STATED TASK 1:
Answer these questions about the target-tracking extract:
(a) Which distance measure does the extract say removes the influence of different metric scales?
(b) What replaces the last classification layer in the appearance model?
(c) How long does the network take to run on NVIDIA GTX1080?
STATED TASK 2: Can you return the part of the target-tracking extract from "The network is" up to and including "of real-time processing.", copied word for word?

The newly detected target is recorded as \( d_{i} = \left( {{\text{u}},{\text{v}},{\text{r}},{\text{h}}} \right) \), and we want the newly detected target to match the predicted result based on the last detection in order to give the newly detected target identity information. The traditional methods to measure the two objectives are Euclidean distance, Pap distance, cosine similarity and Mahalanobis distance. Because of the perspective distortion in the image, the size of the object will change with the far and near angle. Therefore, the metric size of the anchor frame at different distances from the camera is different, and the influence of different metric scales can be effectively eliminated by using the Mahalanobis distance.

$$ \begin{array}{*{20}c} {d_{i,j}^{1} = \left( {d_{j} - d_{i} } \right)^{T} S^{ - 1} \left( {d_{j} - d_{i} } \right) i = 1,2 \ldots n,\;j = 1,2 \ldots m} \\ \end{array} $$
(10)

Where \( d_{j} \) represents the No. j tracking target determined after the last detection, \( d_{i} \) represents the No. \( i \) detection target of the current frame, and \( d_{i,j}^{1} \) represents the Mahalanobis distance between the anchor frame of the previous frame detected target and the current frame detection target.

In addition to the motion model-based metrics, the appearance information contained in the image is also measured. The new Dense block structure is used for the extraction of the appearance model. The structure has the characteristics of less parameters and strong expression. Here the last classification layer is replaced by a convolution layer of \( 1\, * \, 1 \) instead of the full connection, so that the feature vector of the target is obtained. The network structure is as shown in the following table (Table 1):

Table 1. CNN network structure used in appearance extraction

The network is pre-trained on the large pedestrian detection data set \( Person\,Re - Identification \) and contains a total of 1 million parameters. The network runs at 30 ms on NVIDIA GTX1080, meeting the speed requirements of real-time processing.

DATA:
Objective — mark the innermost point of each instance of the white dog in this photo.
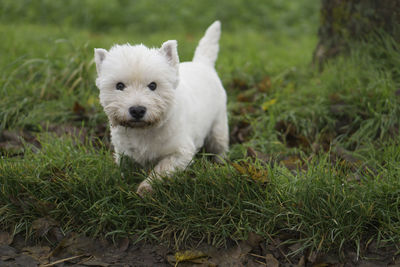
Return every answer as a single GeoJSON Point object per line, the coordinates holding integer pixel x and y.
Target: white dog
{"type": "Point", "coordinates": [161, 111]}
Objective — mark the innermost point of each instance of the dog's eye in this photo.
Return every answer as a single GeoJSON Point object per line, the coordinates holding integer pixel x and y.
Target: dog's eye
{"type": "Point", "coordinates": [120, 86]}
{"type": "Point", "coordinates": [152, 86]}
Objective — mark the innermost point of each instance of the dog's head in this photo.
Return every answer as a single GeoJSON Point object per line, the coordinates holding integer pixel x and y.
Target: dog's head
{"type": "Point", "coordinates": [137, 84]}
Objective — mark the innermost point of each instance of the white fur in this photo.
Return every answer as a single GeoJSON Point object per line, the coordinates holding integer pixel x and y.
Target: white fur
{"type": "Point", "coordinates": [186, 111]}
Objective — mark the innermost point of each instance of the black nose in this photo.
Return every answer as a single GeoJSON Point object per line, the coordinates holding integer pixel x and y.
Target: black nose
{"type": "Point", "coordinates": [137, 112]}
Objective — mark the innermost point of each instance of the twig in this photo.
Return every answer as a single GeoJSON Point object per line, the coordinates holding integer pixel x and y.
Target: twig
{"type": "Point", "coordinates": [62, 260]}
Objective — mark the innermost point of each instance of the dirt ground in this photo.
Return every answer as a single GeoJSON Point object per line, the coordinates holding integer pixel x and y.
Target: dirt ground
{"type": "Point", "coordinates": [76, 250]}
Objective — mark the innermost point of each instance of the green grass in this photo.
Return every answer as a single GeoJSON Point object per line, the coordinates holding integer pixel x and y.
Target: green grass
{"type": "Point", "coordinates": [296, 115]}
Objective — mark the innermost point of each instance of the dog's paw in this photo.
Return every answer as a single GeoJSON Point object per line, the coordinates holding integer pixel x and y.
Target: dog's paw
{"type": "Point", "coordinates": [144, 188]}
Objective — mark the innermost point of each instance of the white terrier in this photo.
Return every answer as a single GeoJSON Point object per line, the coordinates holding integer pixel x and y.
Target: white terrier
{"type": "Point", "coordinates": [161, 111]}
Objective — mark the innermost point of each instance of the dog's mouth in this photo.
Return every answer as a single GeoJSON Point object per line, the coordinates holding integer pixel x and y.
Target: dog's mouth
{"type": "Point", "coordinates": [135, 124]}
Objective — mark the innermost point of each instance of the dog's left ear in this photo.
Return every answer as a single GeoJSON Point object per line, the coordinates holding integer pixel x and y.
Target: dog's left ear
{"type": "Point", "coordinates": [169, 49]}
{"type": "Point", "coordinates": [99, 56]}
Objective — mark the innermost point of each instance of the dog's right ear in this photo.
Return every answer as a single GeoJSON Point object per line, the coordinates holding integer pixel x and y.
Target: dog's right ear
{"type": "Point", "coordinates": [99, 56]}
{"type": "Point", "coordinates": [170, 51]}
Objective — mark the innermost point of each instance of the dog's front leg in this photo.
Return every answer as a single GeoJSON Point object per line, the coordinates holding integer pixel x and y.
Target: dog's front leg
{"type": "Point", "coordinates": [167, 165]}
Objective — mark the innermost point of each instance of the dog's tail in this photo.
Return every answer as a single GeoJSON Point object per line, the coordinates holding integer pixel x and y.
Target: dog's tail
{"type": "Point", "coordinates": [207, 50]}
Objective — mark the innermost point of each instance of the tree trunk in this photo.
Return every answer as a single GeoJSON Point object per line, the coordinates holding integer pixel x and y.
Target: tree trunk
{"type": "Point", "coordinates": [344, 21]}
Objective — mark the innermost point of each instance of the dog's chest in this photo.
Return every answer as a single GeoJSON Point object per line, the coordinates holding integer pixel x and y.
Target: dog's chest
{"type": "Point", "coordinates": [144, 147]}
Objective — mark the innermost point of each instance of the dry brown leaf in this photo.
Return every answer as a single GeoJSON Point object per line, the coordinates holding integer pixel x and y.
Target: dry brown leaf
{"type": "Point", "coordinates": [256, 173]}
{"type": "Point", "coordinates": [271, 261]}
{"type": "Point", "coordinates": [5, 238]}
{"type": "Point", "coordinates": [123, 244]}
{"type": "Point", "coordinates": [43, 225]}
{"type": "Point", "coordinates": [264, 85]}
{"type": "Point", "coordinates": [7, 253]}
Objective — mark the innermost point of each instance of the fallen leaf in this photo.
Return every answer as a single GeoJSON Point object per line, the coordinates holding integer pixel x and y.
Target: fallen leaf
{"type": "Point", "coordinates": [266, 105]}
{"type": "Point", "coordinates": [123, 244]}
{"type": "Point", "coordinates": [93, 261]}
{"type": "Point", "coordinates": [292, 162]}
{"type": "Point", "coordinates": [256, 173]}
{"type": "Point", "coordinates": [39, 253]}
{"type": "Point", "coordinates": [271, 261]}
{"type": "Point", "coordinates": [239, 84]}
{"type": "Point", "coordinates": [189, 255]}
{"type": "Point", "coordinates": [7, 252]}
{"type": "Point", "coordinates": [241, 132]}
{"type": "Point", "coordinates": [254, 240]}
{"type": "Point", "coordinates": [5, 238]}
{"type": "Point", "coordinates": [43, 225]}
{"type": "Point", "coordinates": [264, 85]}
{"type": "Point", "coordinates": [192, 256]}
{"type": "Point", "coordinates": [252, 153]}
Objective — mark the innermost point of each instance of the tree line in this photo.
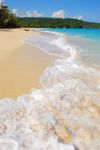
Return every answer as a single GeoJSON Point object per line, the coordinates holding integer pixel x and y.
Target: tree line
{"type": "Point", "coordinates": [9, 20]}
{"type": "Point", "coordinates": [56, 23]}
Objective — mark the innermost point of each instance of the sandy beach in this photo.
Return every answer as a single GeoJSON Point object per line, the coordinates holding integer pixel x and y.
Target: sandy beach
{"type": "Point", "coordinates": [20, 64]}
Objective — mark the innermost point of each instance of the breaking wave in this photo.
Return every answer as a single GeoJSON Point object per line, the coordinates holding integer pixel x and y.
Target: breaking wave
{"type": "Point", "coordinates": [64, 114]}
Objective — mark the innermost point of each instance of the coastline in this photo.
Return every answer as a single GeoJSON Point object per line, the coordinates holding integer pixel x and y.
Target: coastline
{"type": "Point", "coordinates": [21, 65]}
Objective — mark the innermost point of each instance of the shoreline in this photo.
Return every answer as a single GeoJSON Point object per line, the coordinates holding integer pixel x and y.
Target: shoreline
{"type": "Point", "coordinates": [21, 64]}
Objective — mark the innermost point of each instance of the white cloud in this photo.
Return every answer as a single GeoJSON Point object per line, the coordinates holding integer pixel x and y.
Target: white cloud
{"type": "Point", "coordinates": [58, 14]}
{"type": "Point", "coordinates": [1, 1]}
{"type": "Point", "coordinates": [14, 11]}
{"type": "Point", "coordinates": [33, 14]}
{"type": "Point", "coordinates": [27, 13]}
{"type": "Point", "coordinates": [77, 17]}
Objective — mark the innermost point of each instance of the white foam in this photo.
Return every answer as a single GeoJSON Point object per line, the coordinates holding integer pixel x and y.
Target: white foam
{"type": "Point", "coordinates": [62, 113]}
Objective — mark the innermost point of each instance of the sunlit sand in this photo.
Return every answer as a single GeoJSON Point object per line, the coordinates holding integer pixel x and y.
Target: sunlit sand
{"type": "Point", "coordinates": [20, 64]}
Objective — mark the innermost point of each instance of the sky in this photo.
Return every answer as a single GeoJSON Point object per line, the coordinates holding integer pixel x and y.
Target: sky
{"type": "Point", "coordinates": [81, 9]}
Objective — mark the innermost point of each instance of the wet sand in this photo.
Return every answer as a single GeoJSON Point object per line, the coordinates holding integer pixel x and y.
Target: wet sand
{"type": "Point", "coordinates": [20, 64]}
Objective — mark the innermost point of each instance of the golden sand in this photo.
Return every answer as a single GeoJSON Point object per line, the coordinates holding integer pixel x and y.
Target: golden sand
{"type": "Point", "coordinates": [20, 64]}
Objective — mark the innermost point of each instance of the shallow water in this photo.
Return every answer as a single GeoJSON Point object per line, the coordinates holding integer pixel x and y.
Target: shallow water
{"type": "Point", "coordinates": [65, 113]}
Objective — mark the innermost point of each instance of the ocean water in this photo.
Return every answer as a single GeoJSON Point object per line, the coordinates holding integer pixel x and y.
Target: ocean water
{"type": "Point", "coordinates": [86, 42]}
{"type": "Point", "coordinates": [65, 113]}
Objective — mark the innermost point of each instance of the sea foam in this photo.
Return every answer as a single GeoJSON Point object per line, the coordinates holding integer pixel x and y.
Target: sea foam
{"type": "Point", "coordinates": [64, 114]}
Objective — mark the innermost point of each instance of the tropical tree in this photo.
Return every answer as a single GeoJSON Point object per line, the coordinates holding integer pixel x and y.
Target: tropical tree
{"type": "Point", "coordinates": [7, 19]}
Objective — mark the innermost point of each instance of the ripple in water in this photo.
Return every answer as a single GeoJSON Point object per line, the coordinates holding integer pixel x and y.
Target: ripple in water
{"type": "Point", "coordinates": [64, 114]}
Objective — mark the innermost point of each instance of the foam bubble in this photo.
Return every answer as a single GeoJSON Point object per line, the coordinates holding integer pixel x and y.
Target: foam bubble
{"type": "Point", "coordinates": [62, 113]}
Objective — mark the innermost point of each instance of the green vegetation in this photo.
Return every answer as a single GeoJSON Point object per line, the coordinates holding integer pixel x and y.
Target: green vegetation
{"type": "Point", "coordinates": [55, 23]}
{"type": "Point", "coordinates": [9, 20]}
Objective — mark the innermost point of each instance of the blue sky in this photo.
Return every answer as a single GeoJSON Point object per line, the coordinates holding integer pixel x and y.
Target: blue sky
{"type": "Point", "coordinates": [85, 9]}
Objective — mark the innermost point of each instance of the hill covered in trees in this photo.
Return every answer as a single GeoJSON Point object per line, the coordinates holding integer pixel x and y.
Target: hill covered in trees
{"type": "Point", "coordinates": [9, 20]}
{"type": "Point", "coordinates": [55, 23]}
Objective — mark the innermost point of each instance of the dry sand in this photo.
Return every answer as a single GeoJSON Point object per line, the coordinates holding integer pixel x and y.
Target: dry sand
{"type": "Point", "coordinates": [20, 64]}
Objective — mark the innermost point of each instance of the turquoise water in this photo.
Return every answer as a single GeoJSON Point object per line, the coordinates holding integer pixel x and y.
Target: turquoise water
{"type": "Point", "coordinates": [86, 42]}
{"type": "Point", "coordinates": [87, 33]}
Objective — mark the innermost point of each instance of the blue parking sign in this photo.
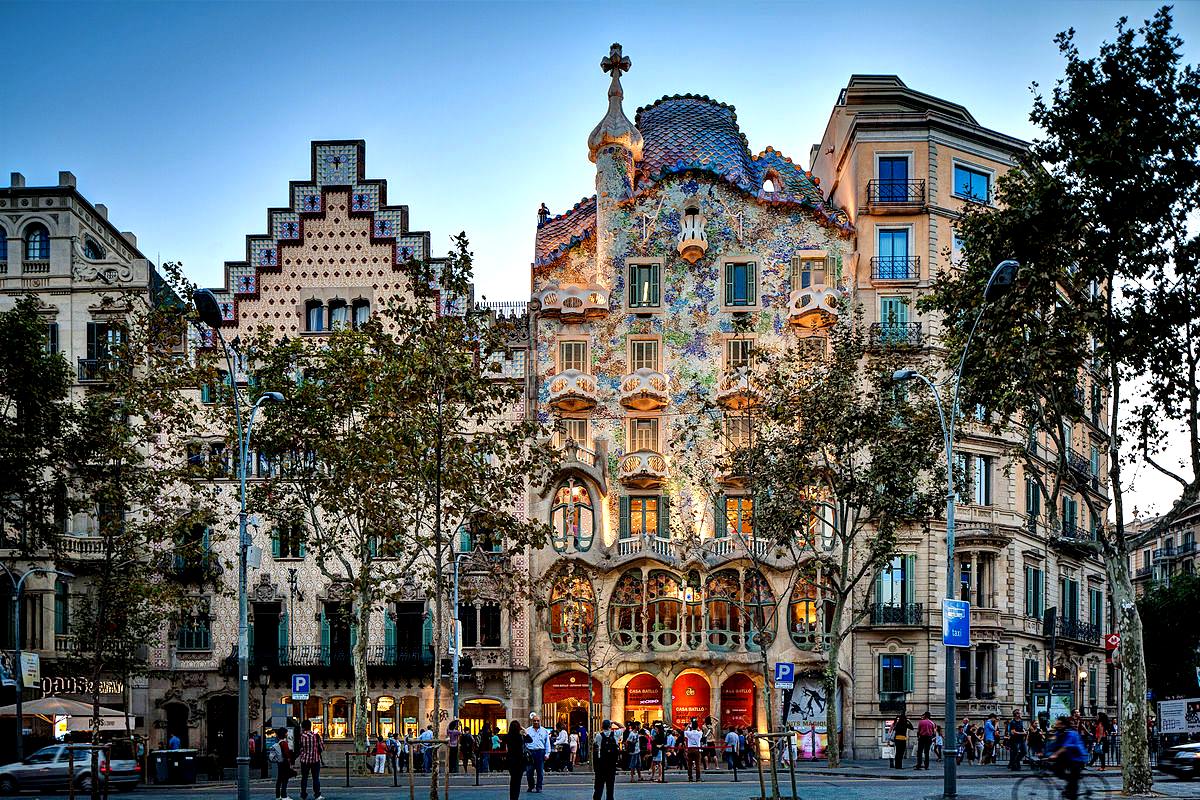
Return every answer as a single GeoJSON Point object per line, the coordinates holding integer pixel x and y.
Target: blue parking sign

WRITTEN RESPONSE 1:
(a) The Mahalanobis distance.
(b) A 1 * 1 convolution layer, used instead of the full connection.
(c) 30 ms.

WRITTEN RESPONSE 2:
The network is pre-trained on the large pedestrian detection data set \( Person\,Re - Identification \) and contains a total of 1 million parameters. The network runs at 30 ms on NVIDIA GTX1080, meeting the speed requirements of real-time processing.